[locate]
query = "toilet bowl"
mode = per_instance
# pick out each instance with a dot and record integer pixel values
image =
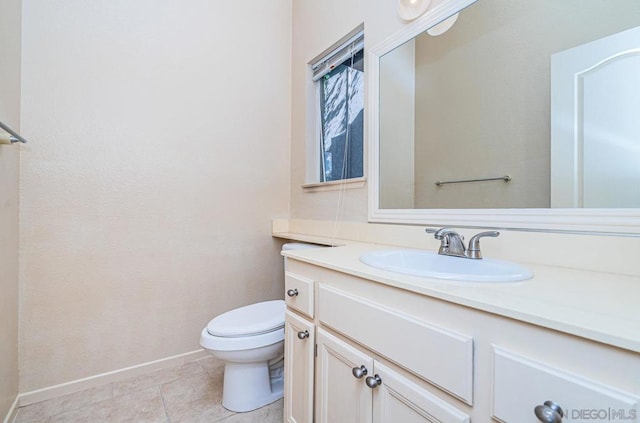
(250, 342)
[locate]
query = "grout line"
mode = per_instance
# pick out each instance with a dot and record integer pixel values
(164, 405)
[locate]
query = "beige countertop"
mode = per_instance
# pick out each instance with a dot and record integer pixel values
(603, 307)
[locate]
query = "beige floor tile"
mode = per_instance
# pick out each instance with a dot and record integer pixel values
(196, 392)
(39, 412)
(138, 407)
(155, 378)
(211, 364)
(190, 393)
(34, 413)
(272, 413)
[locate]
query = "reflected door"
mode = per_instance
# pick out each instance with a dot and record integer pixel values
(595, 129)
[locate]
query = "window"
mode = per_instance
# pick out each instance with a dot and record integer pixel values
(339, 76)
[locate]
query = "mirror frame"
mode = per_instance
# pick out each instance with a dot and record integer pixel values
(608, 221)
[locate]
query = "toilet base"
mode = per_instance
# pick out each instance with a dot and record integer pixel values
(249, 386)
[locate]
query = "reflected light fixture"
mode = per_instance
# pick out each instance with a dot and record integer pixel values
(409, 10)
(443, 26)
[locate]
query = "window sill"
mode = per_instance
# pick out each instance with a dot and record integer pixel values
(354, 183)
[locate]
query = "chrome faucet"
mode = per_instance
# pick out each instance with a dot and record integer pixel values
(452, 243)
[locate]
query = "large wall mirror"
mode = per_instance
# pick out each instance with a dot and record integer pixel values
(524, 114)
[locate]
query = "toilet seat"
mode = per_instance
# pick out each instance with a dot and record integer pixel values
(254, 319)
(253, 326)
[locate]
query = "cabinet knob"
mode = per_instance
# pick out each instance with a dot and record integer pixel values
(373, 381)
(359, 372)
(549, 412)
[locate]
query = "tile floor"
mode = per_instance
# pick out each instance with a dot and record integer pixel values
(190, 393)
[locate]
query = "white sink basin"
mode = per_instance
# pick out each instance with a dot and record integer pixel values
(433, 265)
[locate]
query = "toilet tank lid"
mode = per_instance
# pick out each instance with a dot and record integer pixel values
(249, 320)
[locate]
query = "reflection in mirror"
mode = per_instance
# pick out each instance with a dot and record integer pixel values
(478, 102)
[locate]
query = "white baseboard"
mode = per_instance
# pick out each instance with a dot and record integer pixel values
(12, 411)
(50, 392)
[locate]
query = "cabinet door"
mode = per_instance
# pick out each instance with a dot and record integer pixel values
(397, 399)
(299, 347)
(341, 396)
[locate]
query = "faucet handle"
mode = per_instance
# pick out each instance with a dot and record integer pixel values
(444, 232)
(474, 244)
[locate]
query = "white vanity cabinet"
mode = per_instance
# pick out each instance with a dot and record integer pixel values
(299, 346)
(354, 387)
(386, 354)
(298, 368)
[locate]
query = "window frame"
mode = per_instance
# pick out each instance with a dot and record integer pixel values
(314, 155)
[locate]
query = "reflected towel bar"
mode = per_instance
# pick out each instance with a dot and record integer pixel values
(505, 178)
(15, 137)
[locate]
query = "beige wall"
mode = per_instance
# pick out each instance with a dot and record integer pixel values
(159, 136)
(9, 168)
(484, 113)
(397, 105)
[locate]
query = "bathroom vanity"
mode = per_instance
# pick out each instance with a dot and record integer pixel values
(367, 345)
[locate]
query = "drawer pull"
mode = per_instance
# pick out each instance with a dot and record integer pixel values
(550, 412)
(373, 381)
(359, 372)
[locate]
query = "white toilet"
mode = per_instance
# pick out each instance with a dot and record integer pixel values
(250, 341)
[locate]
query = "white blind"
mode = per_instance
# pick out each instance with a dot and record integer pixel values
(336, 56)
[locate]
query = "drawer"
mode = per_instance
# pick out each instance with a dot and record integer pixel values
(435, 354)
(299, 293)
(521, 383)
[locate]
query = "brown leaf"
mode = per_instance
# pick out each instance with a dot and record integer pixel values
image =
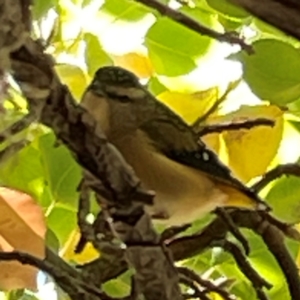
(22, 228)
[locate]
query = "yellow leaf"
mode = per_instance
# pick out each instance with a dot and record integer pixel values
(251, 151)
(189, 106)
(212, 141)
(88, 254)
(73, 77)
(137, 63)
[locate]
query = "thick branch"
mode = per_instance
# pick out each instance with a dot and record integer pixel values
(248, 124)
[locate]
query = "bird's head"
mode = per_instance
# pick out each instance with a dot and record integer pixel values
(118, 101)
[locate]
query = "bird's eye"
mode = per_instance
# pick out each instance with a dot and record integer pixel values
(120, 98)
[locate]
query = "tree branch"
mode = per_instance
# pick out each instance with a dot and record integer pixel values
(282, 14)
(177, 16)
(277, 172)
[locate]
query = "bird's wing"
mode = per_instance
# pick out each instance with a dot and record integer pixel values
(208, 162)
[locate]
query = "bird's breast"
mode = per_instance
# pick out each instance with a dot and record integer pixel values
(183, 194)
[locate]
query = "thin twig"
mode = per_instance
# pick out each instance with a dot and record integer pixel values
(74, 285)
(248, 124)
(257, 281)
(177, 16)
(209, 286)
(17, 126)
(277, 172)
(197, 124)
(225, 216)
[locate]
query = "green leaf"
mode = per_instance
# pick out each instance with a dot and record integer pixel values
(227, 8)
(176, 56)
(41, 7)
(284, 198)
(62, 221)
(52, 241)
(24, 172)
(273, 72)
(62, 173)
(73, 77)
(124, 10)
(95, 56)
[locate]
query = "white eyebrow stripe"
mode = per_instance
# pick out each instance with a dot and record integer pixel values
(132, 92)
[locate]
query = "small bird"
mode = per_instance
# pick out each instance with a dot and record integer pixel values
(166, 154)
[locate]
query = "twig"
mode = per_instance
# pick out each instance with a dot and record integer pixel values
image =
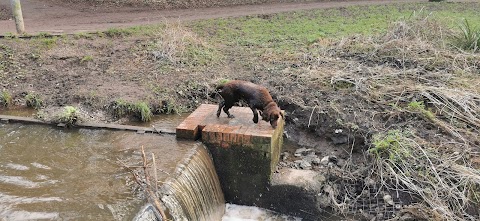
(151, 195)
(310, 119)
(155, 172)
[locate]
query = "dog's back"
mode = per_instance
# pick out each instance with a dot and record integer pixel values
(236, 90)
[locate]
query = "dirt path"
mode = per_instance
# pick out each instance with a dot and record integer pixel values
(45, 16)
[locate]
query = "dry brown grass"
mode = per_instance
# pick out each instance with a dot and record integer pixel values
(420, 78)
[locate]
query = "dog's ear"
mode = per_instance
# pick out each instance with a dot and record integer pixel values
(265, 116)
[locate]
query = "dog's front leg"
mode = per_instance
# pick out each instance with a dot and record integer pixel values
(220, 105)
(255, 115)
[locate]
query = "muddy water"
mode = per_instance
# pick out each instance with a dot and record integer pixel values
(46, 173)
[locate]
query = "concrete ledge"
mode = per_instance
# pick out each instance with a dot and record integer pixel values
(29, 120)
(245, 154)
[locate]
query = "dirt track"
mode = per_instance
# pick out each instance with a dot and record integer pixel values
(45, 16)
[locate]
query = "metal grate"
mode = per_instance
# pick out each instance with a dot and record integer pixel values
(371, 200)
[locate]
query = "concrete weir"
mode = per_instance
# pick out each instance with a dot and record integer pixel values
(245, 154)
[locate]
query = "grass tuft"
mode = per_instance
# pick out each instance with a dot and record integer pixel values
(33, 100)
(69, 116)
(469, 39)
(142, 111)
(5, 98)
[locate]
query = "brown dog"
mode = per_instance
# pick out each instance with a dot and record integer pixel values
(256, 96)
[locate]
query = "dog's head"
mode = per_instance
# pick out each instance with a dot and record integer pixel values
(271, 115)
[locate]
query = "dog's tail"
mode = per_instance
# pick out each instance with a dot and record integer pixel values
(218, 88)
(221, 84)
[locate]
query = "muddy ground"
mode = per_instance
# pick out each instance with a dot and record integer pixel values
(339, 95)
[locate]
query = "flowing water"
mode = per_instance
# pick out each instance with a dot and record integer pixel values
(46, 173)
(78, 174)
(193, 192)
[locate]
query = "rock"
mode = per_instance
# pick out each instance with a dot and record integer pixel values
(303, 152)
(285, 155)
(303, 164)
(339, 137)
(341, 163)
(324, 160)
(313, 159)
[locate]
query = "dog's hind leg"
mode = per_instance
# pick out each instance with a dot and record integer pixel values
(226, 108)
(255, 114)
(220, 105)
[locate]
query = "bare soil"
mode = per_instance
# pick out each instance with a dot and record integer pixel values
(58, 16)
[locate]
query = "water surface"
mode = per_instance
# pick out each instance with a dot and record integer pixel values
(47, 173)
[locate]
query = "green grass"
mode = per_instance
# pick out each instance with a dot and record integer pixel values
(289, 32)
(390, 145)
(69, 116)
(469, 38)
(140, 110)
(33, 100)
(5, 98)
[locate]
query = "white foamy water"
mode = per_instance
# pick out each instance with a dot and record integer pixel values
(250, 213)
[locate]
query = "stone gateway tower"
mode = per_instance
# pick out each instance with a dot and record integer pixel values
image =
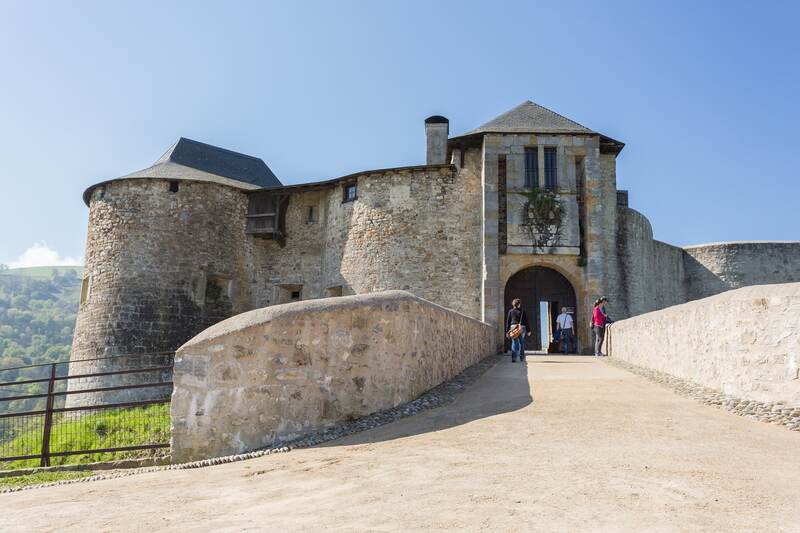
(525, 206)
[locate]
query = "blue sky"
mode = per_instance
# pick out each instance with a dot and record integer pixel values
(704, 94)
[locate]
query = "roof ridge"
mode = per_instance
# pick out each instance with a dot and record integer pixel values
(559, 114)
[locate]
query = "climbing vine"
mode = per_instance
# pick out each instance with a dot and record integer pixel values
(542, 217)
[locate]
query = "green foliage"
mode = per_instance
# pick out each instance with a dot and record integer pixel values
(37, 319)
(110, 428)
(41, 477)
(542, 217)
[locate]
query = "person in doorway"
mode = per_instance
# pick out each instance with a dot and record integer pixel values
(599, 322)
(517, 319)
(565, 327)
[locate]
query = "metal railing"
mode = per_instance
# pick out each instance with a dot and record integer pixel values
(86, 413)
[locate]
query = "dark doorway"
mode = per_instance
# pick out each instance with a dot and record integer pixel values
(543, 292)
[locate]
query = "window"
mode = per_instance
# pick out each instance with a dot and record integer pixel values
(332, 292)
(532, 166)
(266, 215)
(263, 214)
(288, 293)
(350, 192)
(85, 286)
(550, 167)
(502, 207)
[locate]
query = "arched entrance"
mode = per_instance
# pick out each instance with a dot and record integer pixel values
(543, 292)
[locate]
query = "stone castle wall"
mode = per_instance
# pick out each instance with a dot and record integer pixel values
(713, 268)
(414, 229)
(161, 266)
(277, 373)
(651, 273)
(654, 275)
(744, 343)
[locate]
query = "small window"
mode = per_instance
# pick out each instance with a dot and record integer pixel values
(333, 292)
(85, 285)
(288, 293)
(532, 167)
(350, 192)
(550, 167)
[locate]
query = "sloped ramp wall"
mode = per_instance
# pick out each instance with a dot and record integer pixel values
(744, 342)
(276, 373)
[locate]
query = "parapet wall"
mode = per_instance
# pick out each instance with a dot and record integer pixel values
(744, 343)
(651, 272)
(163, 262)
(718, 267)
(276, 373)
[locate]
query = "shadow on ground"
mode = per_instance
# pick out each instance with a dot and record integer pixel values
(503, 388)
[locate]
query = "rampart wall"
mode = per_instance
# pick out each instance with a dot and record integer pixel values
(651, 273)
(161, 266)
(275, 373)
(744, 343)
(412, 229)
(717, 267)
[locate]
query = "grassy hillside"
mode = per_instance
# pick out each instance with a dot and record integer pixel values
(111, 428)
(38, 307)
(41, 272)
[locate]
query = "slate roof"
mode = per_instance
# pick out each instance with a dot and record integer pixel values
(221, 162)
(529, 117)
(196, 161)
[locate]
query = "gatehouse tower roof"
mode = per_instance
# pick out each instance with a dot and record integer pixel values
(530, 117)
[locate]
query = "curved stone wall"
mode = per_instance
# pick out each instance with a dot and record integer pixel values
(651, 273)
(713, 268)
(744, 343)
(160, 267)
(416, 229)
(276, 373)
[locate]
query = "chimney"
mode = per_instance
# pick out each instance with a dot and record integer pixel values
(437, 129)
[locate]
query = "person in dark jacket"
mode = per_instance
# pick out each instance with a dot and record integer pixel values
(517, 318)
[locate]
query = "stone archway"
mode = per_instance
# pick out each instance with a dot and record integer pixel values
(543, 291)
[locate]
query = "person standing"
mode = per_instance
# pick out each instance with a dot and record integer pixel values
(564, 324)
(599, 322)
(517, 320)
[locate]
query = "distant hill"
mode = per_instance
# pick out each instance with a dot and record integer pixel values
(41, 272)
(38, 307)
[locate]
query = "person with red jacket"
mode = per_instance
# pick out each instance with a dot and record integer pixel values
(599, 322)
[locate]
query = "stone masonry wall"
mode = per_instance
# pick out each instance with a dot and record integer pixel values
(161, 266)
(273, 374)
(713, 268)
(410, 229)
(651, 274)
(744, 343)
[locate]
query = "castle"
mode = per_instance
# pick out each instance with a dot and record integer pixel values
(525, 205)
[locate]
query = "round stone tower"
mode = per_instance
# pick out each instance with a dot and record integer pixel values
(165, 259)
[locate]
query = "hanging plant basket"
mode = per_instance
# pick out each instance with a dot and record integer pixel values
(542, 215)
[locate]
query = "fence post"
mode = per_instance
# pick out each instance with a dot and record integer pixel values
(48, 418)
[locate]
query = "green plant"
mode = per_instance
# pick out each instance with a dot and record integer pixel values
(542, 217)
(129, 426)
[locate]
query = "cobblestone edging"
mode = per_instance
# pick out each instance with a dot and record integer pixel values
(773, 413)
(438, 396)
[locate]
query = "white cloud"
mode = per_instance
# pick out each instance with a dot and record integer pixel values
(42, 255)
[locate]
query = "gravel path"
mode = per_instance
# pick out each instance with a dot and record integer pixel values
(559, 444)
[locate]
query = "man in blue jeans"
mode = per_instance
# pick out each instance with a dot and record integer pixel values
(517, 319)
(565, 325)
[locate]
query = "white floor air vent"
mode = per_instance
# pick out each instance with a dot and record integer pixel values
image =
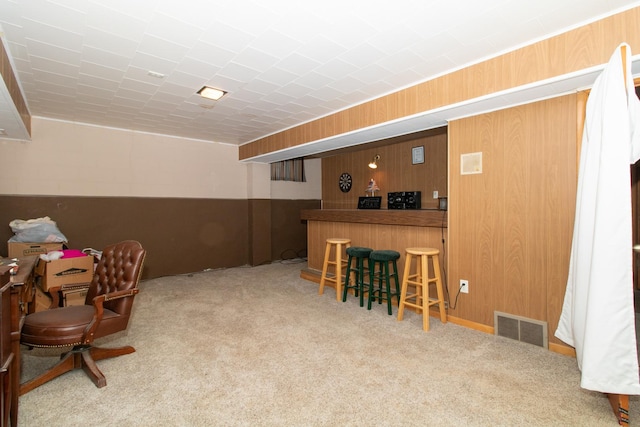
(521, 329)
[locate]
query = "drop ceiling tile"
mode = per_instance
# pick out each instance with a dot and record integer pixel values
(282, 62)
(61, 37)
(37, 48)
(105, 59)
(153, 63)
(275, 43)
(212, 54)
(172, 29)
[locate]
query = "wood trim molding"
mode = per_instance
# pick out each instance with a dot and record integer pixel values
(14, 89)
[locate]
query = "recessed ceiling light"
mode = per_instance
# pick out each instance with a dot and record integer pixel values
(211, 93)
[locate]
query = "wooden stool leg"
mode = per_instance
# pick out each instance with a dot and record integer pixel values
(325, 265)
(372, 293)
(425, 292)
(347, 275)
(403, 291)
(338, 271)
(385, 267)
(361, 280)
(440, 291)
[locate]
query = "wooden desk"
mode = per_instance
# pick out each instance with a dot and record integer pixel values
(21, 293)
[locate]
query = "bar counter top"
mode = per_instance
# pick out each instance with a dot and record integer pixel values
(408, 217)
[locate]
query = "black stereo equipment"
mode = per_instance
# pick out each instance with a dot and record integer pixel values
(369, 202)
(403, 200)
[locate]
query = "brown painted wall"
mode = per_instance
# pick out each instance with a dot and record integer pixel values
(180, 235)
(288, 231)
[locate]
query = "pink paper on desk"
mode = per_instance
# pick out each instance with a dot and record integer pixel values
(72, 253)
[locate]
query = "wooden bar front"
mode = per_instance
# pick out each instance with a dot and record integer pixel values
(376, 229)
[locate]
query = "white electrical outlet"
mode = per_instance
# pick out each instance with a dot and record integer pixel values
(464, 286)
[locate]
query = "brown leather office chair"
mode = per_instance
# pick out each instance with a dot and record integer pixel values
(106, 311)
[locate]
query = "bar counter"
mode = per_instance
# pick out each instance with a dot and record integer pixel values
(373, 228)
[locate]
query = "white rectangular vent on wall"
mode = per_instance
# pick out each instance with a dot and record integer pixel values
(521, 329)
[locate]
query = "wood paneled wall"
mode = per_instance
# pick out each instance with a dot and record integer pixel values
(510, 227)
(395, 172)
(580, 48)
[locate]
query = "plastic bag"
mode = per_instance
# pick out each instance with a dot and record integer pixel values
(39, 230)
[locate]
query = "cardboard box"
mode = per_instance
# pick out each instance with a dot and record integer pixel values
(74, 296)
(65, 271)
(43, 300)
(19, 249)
--------------------------------
EXERCISE BRIEF
Only a number is expected in response: how many lines of the records above include the word "wall".

RESPONSE TO THE TASK
11